# WHAT YOU HAVE TO DO
The entries must be restated exactly as written.
----------
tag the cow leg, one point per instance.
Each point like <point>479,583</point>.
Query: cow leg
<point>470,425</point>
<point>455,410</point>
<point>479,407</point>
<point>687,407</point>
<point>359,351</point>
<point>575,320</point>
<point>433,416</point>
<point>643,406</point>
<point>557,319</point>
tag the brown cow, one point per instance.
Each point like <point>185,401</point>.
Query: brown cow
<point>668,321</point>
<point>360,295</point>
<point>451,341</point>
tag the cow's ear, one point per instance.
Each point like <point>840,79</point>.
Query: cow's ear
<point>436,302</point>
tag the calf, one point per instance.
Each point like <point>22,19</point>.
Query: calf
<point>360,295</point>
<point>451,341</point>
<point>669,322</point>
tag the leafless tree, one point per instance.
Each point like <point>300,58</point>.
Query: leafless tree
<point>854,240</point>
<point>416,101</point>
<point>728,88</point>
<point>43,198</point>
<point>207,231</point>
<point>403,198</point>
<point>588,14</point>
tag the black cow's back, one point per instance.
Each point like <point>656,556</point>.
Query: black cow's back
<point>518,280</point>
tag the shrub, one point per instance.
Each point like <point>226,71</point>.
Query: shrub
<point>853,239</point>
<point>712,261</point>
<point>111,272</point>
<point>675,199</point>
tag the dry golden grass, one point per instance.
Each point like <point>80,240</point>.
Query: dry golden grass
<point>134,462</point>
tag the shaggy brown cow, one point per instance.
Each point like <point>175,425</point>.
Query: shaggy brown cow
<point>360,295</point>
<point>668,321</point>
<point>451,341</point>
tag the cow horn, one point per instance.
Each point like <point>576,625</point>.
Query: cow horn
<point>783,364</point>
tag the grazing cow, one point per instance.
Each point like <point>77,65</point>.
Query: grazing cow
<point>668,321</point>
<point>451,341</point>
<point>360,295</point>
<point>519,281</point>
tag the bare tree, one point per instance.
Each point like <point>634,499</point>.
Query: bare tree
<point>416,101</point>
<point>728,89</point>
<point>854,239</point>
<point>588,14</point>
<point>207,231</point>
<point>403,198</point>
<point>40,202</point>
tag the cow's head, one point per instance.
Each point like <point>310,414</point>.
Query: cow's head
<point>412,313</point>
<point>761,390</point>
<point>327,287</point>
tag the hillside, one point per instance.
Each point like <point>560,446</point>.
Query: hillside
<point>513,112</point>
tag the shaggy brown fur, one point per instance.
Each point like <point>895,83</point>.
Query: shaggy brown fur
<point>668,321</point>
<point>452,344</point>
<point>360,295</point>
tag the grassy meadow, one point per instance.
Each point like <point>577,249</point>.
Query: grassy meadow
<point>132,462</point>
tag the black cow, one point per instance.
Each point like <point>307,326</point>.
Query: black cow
----------
# EXERCISE RESULT
tag the cow leg, one point per instance.
Each point like <point>479,583</point>.
Query: cow leg
<point>470,425</point>
<point>455,410</point>
<point>479,407</point>
<point>687,407</point>
<point>359,351</point>
<point>575,320</point>
<point>433,416</point>
<point>643,406</point>
<point>557,319</point>
tag the brown cow, one point per instance.
Each point like <point>185,401</point>.
Query: brown cow
<point>668,321</point>
<point>360,295</point>
<point>451,341</point>
tag the cow's ear, one point per instance.
Each point like <point>840,79</point>.
Query: cow's ear
<point>436,302</point>
tag the calf, one point per instance.
Each point like <point>22,19</point>.
Query: calf
<point>360,295</point>
<point>451,341</point>
<point>669,322</point>
tag the leafless tree, one point per instance.
Each point like <point>300,58</point>.
Query: leafless tree
<point>854,240</point>
<point>416,101</point>
<point>728,88</point>
<point>43,198</point>
<point>207,231</point>
<point>403,198</point>
<point>588,14</point>
tag the black cow's back, one point per instance.
Each point like <point>656,556</point>.
Query: black cow's back
<point>518,280</point>
tag the shrub, one point per instance.
Each point like <point>226,71</point>.
Query: shrub
<point>853,239</point>
<point>712,261</point>
<point>111,272</point>
<point>675,199</point>
tag the dry golden grass, one point per instance.
Each point like <point>80,240</point>.
Query: dry golden grass
<point>134,462</point>
tag the shaggy brown cow, one point per instance.
Each point like <point>175,425</point>.
Query: shaggy brown cow
<point>360,295</point>
<point>668,321</point>
<point>451,341</point>
tag the cow horn, one point per instance.
Each point like <point>576,625</point>.
Query: cow horn
<point>783,364</point>
tag the grazing cow, one point per instance.
Each point like <point>77,65</point>.
Query: grazing cow
<point>668,321</point>
<point>451,341</point>
<point>360,295</point>
<point>519,281</point>
tag the bare tree, one point per instance.
Each point like <point>634,499</point>.
Query: bare tree
<point>416,101</point>
<point>728,89</point>
<point>854,239</point>
<point>588,14</point>
<point>207,231</point>
<point>403,198</point>
<point>40,202</point>
tag the cow's head, one point per instance.
Each point like <point>310,414</point>.
Query: cow's head
<point>412,313</point>
<point>761,390</point>
<point>327,287</point>
tag the hillside, one point per instance.
Each point like <point>560,446</point>.
Query: hillside
<point>513,112</point>
tag the shaggy brown fur, one point per instance.
Each point like <point>895,83</point>.
Query: shaggy brown fur
<point>668,321</point>
<point>452,344</point>
<point>360,295</point>
tag the grassy meadow, one point per instance.
Each point like <point>577,249</point>.
Query: grassy meadow
<point>132,462</point>
tag the black cow, one point per instance.
Each point like <point>307,326</point>.
Query: black cow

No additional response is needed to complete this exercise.